REQUEST: Rewrite everything in the records from the line containing "Analyze the image provided and locate where the copper" down to the line containing "xmin=0 ymin=0 xmax=174 ymax=66", replacing "copper" with "brass" and leaving all else as it stands.

RECORDS SUPPLIED:
-*-

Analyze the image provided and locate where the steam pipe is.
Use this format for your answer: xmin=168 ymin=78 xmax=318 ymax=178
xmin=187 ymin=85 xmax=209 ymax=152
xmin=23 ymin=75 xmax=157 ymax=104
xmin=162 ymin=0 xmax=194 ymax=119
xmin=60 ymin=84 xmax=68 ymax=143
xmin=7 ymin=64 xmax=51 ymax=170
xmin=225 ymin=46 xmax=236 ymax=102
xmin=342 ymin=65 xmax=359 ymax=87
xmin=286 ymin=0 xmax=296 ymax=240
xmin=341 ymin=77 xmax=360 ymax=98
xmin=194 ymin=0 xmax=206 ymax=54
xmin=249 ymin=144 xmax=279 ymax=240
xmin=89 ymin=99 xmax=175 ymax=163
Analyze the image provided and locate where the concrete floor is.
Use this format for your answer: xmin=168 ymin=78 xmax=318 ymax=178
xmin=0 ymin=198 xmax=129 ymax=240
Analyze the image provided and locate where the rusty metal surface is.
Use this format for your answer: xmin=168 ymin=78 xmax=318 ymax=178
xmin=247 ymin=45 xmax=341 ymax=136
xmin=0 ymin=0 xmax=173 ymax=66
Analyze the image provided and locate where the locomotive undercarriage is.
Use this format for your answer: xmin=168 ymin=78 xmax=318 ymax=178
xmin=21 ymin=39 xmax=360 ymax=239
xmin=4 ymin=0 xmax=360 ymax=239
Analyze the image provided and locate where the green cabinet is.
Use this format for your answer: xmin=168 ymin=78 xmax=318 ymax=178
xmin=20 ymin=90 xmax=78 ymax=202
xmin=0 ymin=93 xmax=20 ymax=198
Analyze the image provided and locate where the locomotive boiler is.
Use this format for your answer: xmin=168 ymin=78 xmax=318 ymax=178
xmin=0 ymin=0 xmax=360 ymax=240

-*-

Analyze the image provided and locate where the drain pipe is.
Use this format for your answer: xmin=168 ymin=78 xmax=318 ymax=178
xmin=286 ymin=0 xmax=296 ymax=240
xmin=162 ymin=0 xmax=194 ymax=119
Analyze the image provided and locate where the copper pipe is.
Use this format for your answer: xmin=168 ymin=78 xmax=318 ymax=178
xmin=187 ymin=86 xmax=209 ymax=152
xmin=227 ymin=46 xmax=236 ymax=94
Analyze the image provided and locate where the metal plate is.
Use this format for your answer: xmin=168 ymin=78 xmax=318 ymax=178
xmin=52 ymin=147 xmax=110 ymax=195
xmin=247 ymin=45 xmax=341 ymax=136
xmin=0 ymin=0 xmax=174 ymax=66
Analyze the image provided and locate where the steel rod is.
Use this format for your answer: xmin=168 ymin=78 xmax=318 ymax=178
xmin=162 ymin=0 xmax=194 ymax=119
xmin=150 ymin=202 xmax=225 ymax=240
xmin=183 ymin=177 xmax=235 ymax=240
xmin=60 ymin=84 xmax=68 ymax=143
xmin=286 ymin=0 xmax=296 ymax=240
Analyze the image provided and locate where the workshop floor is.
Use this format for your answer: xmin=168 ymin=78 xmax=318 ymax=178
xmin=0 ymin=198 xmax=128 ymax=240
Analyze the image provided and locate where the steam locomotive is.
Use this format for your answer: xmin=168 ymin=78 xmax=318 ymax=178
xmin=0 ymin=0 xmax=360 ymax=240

-*-

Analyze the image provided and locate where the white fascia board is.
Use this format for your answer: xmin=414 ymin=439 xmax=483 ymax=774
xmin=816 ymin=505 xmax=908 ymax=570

-*-

PROBLEM SOLUTION:
Analyze the image provided and locate where the brass pipe is.
Use this format for your answer: xmin=168 ymin=78 xmax=318 ymax=178
xmin=187 ymin=86 xmax=209 ymax=152
xmin=227 ymin=46 xmax=236 ymax=94
Analyze the image provided and locate where the metal plate is.
Use this format for your answer: xmin=168 ymin=78 xmax=318 ymax=178
xmin=52 ymin=147 xmax=110 ymax=195
xmin=247 ymin=45 xmax=341 ymax=136
xmin=0 ymin=0 xmax=174 ymax=66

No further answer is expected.